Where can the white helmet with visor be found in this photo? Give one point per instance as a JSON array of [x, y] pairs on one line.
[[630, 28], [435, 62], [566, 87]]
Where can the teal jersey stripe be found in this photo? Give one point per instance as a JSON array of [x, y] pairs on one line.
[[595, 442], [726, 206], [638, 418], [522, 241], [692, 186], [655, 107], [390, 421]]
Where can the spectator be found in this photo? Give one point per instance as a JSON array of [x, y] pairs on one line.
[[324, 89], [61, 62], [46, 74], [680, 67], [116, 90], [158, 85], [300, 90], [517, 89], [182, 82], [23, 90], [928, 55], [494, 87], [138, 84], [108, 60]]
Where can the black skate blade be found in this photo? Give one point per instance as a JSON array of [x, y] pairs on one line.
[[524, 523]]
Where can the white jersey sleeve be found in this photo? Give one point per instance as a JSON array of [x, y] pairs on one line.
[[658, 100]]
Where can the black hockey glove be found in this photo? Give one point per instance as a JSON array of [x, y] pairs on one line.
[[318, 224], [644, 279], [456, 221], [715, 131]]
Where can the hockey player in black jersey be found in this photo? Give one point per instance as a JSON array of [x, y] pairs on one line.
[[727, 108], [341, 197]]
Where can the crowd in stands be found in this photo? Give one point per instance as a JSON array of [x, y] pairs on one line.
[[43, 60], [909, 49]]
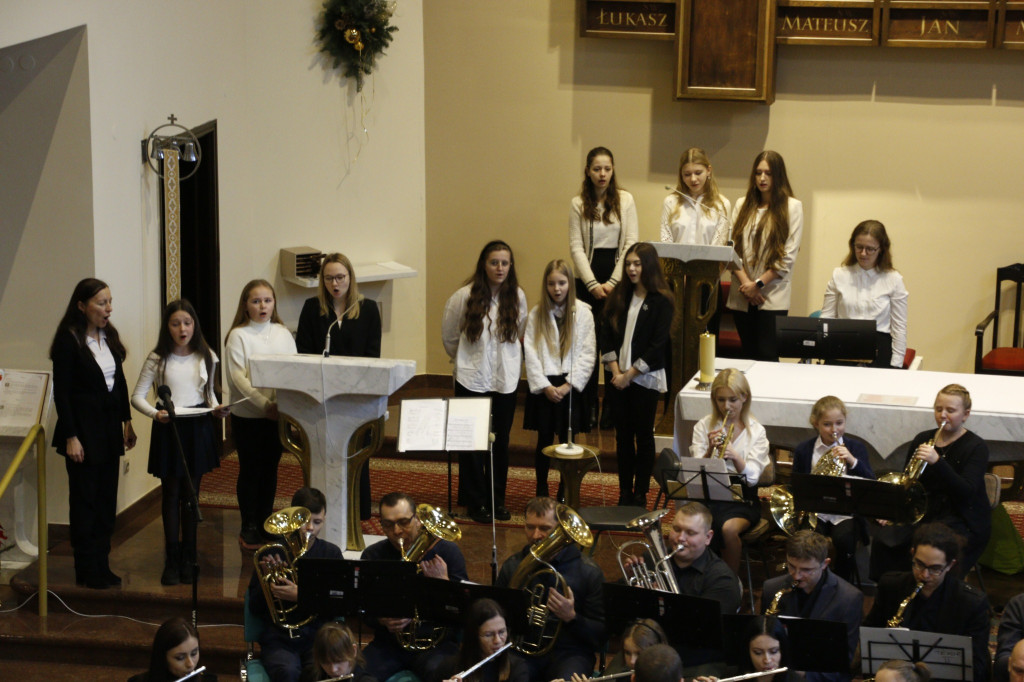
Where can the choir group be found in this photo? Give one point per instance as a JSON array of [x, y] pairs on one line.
[[609, 304]]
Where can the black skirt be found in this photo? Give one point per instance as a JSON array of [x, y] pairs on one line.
[[541, 414], [198, 441]]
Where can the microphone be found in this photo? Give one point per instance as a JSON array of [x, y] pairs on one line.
[[164, 393]]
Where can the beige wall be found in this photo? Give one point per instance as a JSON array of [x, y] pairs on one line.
[[288, 170], [928, 141]]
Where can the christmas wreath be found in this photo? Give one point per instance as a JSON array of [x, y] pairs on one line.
[[354, 32]]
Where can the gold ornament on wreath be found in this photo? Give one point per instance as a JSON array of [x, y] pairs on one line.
[[353, 33]]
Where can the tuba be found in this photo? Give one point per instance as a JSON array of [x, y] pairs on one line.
[[535, 574], [289, 523], [781, 504], [660, 577], [436, 525], [916, 496]]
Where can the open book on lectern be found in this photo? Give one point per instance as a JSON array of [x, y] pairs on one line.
[[444, 424]]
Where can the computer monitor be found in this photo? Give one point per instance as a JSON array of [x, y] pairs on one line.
[[818, 338]]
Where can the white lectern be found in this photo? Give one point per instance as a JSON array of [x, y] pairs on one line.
[[329, 400]]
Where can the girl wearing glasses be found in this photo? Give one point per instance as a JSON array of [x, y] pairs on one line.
[[867, 287], [339, 321]]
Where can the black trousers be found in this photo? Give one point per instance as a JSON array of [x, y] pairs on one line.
[[635, 408], [474, 468], [92, 502], [259, 454]]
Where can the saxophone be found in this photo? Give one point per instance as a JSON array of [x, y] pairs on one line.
[[773, 606], [897, 620]]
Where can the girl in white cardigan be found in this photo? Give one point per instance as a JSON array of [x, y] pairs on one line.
[[560, 350], [256, 330], [184, 363]]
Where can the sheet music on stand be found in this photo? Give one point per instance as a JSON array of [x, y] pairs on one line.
[[444, 424], [706, 478], [947, 656]]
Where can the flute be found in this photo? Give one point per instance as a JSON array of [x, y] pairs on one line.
[[483, 662]]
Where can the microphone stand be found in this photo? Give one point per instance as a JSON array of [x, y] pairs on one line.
[[192, 503]]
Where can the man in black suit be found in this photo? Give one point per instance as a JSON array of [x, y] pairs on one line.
[[816, 593], [945, 604]]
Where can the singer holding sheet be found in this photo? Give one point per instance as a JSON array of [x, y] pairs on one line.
[[482, 331], [695, 212], [339, 321], [602, 225], [766, 228], [93, 426], [256, 330], [867, 287], [183, 363]]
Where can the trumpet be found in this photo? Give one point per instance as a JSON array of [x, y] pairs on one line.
[[288, 523], [916, 496], [897, 620], [542, 629], [659, 577]]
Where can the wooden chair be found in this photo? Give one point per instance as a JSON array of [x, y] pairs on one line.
[[1001, 359]]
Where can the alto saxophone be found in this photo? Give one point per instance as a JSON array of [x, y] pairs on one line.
[[773, 606], [897, 620]]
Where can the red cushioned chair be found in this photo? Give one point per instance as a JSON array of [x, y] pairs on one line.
[[1005, 359]]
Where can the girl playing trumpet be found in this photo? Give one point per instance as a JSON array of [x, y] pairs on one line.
[[745, 454]]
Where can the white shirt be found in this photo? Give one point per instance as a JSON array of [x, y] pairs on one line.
[[776, 292], [684, 221], [543, 357], [243, 343], [582, 237], [487, 365], [104, 358], [854, 293], [184, 375], [752, 444]]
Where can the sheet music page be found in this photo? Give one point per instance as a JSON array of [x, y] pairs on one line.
[[22, 397], [468, 424], [422, 425]]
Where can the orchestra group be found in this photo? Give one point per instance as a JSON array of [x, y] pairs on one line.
[[607, 304]]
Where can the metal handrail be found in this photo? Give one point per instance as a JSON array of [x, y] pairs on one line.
[[38, 434]]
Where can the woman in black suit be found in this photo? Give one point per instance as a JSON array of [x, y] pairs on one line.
[[635, 348], [341, 322], [93, 425]]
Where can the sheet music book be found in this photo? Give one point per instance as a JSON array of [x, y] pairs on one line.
[[438, 424], [23, 398]]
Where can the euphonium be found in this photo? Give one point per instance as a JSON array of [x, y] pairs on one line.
[[658, 576], [289, 523], [897, 620], [916, 496], [773, 606], [542, 630], [436, 525]]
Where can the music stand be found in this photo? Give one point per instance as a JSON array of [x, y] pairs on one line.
[[689, 622], [947, 656]]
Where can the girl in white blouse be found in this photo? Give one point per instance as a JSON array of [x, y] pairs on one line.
[[867, 287], [481, 331], [559, 347], [184, 363], [695, 212], [256, 330], [745, 454], [767, 226], [602, 226]]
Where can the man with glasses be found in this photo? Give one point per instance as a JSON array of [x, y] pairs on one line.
[[945, 604], [817, 593], [384, 655]]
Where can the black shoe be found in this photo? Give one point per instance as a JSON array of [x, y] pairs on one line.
[[480, 515]]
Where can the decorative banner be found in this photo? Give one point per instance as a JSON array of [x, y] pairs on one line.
[[172, 224]]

▬▬▬▬▬▬

EXERCISE PROMPT: Copy out the material word for word, beginning at the line that contains "Where can the white shirt" and stopping after the line that contains "375], [752, 444]]".

EXPECTED ANSWER:
Where can the white shirt be found in this photo? Give one point per instance as a JSON array of [x, y] pairs on one line.
[[776, 292], [684, 221], [543, 357], [243, 343], [582, 237], [487, 365], [104, 358], [854, 293], [184, 375], [752, 444]]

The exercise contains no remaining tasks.